%%

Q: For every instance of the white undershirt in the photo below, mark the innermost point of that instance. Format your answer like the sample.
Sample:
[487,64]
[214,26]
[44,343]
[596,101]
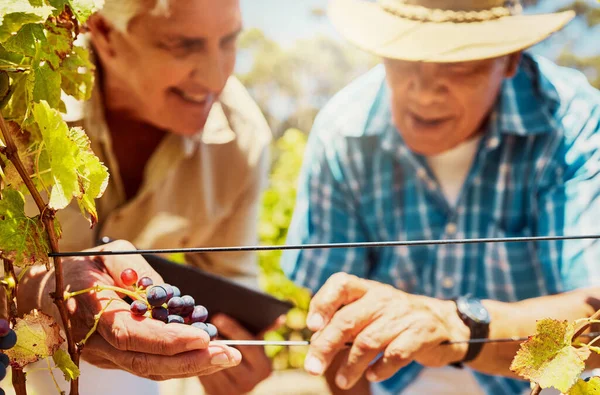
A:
[450,169]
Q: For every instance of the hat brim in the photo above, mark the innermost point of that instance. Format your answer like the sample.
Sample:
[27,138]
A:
[368,26]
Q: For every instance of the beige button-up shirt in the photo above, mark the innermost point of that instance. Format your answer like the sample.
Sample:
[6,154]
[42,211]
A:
[196,192]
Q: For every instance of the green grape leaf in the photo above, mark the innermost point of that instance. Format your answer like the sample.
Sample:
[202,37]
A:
[77,74]
[548,357]
[62,152]
[23,141]
[594,349]
[582,387]
[24,42]
[63,361]
[45,84]
[14,14]
[22,239]
[38,337]
[93,175]
[76,171]
[84,8]
[17,109]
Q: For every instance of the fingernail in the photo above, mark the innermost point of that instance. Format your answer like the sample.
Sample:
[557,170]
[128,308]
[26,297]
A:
[341,381]
[314,322]
[313,365]
[220,359]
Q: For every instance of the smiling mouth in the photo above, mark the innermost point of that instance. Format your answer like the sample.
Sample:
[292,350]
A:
[196,98]
[429,122]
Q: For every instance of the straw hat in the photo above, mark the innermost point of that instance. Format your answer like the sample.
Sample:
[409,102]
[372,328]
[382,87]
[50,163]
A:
[442,30]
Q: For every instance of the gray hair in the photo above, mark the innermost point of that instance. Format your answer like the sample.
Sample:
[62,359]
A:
[121,12]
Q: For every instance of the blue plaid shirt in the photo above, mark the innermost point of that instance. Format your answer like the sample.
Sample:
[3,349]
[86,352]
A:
[536,172]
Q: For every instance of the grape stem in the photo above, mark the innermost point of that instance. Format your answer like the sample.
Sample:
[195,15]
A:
[54,377]
[99,287]
[95,326]
[47,214]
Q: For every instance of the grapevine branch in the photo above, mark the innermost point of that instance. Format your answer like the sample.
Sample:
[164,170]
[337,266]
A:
[18,376]
[47,215]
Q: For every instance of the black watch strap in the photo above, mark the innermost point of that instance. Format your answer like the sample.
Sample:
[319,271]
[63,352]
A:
[479,330]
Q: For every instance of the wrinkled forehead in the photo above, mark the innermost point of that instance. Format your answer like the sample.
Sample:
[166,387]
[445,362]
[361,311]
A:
[194,17]
[459,5]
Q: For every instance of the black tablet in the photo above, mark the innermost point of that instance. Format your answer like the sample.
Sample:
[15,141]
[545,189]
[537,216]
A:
[255,310]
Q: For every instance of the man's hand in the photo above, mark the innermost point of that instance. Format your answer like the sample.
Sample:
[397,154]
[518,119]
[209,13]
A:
[378,318]
[142,346]
[255,366]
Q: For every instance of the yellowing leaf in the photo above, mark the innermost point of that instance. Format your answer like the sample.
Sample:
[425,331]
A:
[63,361]
[46,85]
[14,14]
[590,387]
[93,175]
[22,239]
[548,358]
[62,152]
[77,74]
[84,8]
[38,336]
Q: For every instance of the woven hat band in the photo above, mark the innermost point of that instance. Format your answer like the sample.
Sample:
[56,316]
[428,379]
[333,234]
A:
[457,11]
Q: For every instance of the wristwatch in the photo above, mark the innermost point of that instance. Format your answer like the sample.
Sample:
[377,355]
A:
[474,314]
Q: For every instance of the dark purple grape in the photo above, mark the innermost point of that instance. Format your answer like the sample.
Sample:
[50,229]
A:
[129,277]
[138,307]
[4,360]
[156,295]
[4,327]
[175,305]
[145,282]
[188,305]
[169,289]
[199,314]
[175,319]
[212,331]
[200,325]
[8,341]
[161,314]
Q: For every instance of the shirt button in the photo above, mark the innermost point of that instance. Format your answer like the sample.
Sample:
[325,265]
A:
[447,283]
[451,228]
[493,142]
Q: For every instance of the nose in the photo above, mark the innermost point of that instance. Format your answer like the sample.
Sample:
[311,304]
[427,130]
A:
[210,70]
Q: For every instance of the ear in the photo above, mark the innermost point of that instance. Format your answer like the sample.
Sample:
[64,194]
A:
[513,64]
[101,34]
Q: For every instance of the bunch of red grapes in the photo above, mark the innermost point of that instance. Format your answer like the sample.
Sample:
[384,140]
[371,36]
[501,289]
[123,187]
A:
[164,303]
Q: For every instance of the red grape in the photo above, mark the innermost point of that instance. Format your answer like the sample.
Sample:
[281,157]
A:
[145,282]
[138,307]
[4,327]
[129,277]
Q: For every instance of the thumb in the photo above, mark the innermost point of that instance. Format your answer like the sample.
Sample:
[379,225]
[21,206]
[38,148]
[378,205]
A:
[115,264]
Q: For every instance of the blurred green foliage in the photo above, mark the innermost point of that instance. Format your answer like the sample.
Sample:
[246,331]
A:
[277,208]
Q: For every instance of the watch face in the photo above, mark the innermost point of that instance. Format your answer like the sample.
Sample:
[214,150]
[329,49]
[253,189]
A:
[475,310]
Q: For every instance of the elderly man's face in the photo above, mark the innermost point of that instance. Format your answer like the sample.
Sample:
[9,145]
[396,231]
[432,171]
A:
[172,68]
[437,106]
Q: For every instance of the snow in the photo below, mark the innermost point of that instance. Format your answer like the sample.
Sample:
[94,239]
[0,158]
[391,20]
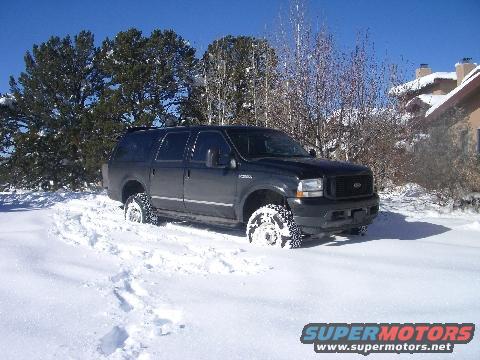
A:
[471,73]
[80,283]
[431,99]
[421,82]
[475,74]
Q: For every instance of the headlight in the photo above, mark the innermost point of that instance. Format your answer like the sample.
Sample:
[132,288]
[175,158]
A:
[310,188]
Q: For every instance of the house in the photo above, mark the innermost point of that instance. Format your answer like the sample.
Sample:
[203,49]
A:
[430,97]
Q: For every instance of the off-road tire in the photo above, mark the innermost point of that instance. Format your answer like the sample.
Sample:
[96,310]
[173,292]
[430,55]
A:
[141,203]
[274,225]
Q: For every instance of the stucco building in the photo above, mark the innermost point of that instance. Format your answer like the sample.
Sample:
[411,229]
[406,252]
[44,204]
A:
[432,95]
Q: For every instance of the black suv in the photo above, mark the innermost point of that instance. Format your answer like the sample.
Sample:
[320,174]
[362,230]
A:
[234,175]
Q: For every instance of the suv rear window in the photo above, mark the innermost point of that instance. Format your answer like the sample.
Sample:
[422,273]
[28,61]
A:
[211,139]
[173,146]
[135,147]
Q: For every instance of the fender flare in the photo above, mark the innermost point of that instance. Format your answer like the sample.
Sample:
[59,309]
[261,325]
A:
[130,178]
[279,189]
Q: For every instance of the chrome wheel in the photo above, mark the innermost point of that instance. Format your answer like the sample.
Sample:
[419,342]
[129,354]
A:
[134,213]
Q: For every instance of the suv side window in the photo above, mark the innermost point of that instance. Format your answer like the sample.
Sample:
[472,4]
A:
[134,147]
[173,146]
[211,139]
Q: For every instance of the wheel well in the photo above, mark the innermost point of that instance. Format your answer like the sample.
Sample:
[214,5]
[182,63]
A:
[130,188]
[259,198]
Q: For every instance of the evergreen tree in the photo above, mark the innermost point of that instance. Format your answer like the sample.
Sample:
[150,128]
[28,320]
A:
[55,96]
[148,79]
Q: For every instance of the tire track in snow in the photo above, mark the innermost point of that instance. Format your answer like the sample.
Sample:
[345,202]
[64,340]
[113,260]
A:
[97,222]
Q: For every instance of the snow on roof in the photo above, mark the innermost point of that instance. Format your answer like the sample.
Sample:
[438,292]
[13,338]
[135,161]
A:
[422,82]
[429,99]
[471,73]
[475,73]
[7,100]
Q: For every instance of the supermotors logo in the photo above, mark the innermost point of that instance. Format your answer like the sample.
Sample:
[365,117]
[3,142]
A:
[366,338]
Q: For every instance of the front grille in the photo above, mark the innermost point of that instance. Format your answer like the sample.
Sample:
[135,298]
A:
[350,186]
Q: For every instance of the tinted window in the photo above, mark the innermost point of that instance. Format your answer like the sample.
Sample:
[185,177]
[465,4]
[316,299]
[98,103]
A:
[266,143]
[135,147]
[208,140]
[173,146]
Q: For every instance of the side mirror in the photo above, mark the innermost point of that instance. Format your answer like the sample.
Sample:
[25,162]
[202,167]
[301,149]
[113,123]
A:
[212,158]
[232,164]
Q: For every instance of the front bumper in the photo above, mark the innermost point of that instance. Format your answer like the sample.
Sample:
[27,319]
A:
[322,215]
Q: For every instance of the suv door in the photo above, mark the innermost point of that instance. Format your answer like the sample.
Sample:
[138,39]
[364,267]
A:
[167,172]
[210,191]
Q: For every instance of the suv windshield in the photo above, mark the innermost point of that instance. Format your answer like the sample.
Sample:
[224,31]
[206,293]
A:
[265,143]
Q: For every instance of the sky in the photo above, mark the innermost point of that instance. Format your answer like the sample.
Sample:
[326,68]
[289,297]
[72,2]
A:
[408,32]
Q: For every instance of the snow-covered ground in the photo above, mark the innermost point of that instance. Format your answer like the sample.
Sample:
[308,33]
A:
[80,283]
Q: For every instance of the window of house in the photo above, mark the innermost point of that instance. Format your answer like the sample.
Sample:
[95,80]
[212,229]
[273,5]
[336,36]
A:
[208,140]
[173,146]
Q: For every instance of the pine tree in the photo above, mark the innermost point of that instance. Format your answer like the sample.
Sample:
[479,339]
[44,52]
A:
[55,96]
[148,79]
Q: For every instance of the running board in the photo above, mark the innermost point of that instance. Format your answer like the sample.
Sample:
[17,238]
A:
[212,220]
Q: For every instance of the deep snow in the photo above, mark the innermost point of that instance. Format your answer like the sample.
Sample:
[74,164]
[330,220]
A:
[80,283]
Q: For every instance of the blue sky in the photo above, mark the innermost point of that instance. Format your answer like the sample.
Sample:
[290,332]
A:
[409,31]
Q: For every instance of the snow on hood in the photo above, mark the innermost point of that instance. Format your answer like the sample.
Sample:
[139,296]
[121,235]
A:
[422,82]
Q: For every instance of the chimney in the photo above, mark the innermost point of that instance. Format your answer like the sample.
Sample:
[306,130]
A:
[463,68]
[422,71]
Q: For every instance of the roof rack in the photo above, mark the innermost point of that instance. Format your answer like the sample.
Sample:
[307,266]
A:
[138,128]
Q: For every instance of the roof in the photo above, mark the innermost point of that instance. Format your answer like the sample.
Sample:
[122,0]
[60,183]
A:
[467,86]
[427,99]
[197,127]
[422,82]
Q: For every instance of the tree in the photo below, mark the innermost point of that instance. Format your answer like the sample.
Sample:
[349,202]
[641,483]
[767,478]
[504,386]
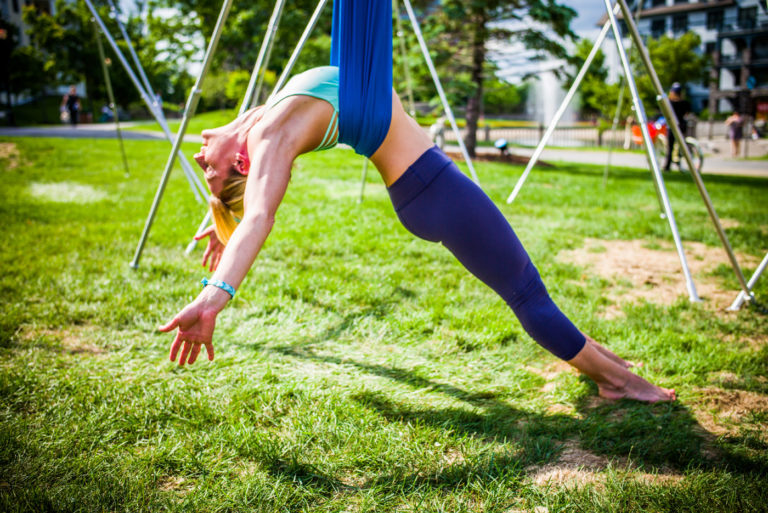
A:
[596,95]
[24,68]
[65,41]
[466,27]
[675,60]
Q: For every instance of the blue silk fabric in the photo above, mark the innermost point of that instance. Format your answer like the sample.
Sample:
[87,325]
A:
[361,46]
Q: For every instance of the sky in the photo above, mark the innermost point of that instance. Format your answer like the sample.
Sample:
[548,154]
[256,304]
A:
[589,13]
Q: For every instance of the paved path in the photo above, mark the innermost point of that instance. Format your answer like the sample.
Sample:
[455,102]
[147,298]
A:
[713,164]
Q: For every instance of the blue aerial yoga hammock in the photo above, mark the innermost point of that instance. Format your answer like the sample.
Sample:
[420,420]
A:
[361,47]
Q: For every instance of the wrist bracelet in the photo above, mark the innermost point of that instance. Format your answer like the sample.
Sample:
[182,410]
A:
[226,287]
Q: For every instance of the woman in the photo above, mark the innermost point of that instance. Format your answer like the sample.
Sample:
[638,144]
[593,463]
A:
[247,166]
[681,108]
[735,124]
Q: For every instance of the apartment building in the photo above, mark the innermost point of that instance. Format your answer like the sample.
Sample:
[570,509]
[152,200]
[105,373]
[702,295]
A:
[734,33]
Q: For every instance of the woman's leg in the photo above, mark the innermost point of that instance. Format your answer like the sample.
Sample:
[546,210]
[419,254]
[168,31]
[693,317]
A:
[614,381]
[436,202]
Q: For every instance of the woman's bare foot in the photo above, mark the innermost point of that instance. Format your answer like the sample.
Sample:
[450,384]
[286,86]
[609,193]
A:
[612,356]
[613,379]
[636,388]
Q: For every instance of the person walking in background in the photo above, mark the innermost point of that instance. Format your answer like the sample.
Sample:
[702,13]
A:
[71,102]
[681,108]
[735,124]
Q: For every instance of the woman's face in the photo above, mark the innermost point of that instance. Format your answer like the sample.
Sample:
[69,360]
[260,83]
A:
[217,157]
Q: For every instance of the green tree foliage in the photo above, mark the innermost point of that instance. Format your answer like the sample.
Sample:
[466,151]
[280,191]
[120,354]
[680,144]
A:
[460,30]
[675,60]
[24,69]
[597,98]
[65,42]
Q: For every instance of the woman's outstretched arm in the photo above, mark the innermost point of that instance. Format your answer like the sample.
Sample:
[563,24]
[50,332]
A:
[272,145]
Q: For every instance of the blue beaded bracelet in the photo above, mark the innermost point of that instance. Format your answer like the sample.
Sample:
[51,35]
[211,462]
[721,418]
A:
[226,287]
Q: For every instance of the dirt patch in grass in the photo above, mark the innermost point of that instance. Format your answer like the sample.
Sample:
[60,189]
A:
[639,272]
[723,412]
[579,467]
[175,484]
[73,340]
[10,152]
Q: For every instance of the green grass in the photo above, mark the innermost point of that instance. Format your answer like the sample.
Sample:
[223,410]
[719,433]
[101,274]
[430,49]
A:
[358,368]
[195,126]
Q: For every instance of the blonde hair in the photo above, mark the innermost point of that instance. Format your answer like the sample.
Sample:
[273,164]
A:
[227,208]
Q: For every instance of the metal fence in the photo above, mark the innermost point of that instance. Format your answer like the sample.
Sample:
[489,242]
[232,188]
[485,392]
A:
[579,136]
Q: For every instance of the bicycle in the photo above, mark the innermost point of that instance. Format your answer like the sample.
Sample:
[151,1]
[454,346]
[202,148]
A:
[658,132]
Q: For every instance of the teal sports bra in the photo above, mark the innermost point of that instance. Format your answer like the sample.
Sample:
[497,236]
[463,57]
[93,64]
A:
[321,83]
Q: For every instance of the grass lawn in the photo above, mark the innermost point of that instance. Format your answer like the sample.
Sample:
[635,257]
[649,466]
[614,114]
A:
[361,369]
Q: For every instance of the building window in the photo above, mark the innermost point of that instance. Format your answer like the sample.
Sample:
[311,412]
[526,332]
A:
[747,17]
[715,20]
[658,27]
[680,23]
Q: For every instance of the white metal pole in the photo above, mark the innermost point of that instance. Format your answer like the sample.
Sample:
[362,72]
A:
[194,182]
[560,111]
[189,111]
[295,55]
[254,85]
[439,86]
[742,296]
[643,120]
[404,55]
[362,182]
[672,122]
[132,51]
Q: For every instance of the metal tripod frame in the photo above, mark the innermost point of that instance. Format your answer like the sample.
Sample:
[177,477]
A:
[189,110]
[661,192]
[198,189]
[440,92]
[112,104]
[252,96]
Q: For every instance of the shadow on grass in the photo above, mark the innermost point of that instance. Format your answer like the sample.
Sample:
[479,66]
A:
[653,437]
[624,173]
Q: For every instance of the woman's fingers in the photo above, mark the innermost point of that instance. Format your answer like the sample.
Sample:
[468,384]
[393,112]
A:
[205,233]
[185,352]
[171,325]
[175,346]
[193,354]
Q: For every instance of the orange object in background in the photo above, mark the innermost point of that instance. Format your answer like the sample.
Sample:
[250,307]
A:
[654,128]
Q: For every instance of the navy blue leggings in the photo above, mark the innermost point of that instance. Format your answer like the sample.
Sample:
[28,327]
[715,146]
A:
[436,202]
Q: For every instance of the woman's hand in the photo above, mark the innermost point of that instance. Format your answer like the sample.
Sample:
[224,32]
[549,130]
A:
[214,249]
[196,323]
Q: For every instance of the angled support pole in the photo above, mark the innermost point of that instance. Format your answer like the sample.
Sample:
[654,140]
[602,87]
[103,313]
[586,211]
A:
[643,120]
[194,182]
[257,76]
[750,284]
[561,110]
[439,86]
[252,92]
[302,41]
[112,104]
[189,111]
[672,122]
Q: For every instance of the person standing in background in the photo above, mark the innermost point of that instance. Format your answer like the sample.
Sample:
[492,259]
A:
[681,108]
[735,124]
[71,102]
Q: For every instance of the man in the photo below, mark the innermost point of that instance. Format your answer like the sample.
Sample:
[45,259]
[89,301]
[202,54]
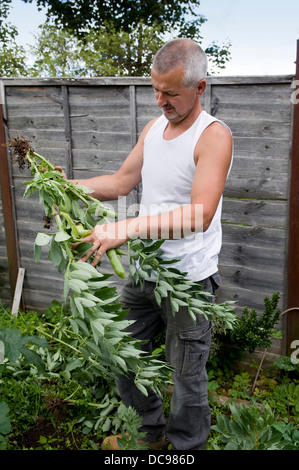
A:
[183,159]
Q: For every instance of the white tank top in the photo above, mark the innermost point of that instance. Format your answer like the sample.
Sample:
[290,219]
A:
[167,176]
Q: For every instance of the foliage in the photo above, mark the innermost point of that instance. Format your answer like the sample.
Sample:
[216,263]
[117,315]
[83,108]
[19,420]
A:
[253,331]
[106,45]
[249,428]
[4,423]
[12,56]
[124,15]
[106,52]
[145,259]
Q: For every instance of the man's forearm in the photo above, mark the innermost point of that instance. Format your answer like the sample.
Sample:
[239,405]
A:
[171,225]
[105,187]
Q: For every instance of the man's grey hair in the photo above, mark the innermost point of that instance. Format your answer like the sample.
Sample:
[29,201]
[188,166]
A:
[184,52]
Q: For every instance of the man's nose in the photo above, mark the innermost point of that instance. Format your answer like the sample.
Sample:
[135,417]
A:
[161,99]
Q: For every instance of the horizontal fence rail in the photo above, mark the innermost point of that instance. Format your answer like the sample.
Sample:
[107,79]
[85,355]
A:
[88,126]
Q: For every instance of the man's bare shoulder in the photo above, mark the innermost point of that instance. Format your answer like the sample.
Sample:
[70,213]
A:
[217,129]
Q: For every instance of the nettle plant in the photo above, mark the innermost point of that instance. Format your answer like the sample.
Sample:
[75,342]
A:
[96,329]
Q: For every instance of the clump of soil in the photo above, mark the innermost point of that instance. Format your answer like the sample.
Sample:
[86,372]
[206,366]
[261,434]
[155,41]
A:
[20,147]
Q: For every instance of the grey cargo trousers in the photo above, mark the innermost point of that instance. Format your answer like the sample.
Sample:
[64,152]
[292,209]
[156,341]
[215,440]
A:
[187,349]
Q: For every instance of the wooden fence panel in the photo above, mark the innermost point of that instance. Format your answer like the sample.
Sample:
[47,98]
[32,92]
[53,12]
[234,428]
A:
[89,127]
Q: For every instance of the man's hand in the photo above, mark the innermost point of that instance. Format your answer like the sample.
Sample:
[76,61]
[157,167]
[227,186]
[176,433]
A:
[104,237]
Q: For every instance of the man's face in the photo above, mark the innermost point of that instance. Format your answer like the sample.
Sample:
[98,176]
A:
[176,100]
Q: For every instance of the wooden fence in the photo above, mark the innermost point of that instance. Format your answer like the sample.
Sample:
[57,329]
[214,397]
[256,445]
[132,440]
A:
[89,126]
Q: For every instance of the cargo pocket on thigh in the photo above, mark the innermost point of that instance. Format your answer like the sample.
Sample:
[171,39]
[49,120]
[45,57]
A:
[195,345]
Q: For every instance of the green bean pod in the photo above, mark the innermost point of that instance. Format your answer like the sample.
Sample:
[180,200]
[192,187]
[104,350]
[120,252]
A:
[116,263]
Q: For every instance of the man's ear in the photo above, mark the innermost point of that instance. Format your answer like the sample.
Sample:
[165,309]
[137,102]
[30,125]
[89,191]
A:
[201,88]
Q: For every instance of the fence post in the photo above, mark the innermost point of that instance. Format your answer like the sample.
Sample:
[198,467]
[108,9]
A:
[8,206]
[292,327]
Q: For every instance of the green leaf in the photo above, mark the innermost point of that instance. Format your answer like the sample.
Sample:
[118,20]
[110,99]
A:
[33,358]
[37,253]
[62,237]
[42,239]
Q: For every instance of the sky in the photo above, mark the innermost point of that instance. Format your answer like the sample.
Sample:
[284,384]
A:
[263,33]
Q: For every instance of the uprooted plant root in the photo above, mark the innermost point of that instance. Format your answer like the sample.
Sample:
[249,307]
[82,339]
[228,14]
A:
[20,148]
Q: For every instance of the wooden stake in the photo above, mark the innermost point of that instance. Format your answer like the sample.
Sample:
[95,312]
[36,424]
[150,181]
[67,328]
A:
[18,292]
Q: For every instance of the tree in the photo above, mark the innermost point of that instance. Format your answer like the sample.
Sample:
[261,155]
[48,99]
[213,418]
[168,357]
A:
[12,56]
[55,53]
[124,15]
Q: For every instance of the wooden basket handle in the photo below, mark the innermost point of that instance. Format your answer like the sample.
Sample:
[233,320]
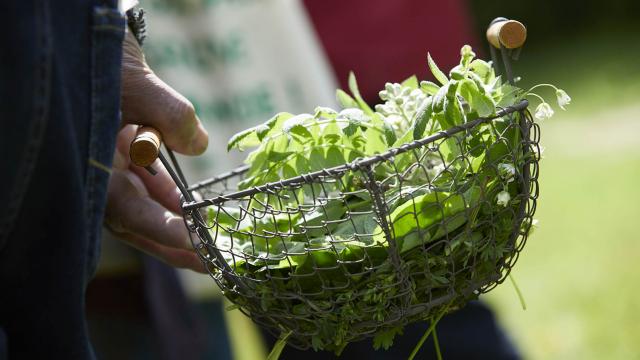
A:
[145,146]
[505,33]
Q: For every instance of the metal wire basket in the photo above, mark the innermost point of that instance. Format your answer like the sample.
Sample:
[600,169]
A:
[326,257]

%%

Go through the data and return each line where the word "building" appears.

Q: For every instance of the stucco building in the photo above, mark the innermost point of that instance. Format your answer like the sample.
Q: For every instance of the apartment building in the photo above, mark the innermost point of that instance. Format your answer like the sample.
Q: For every instance of the building window in the photo above, mark the innermost point of that instance. Format your answer like the sample.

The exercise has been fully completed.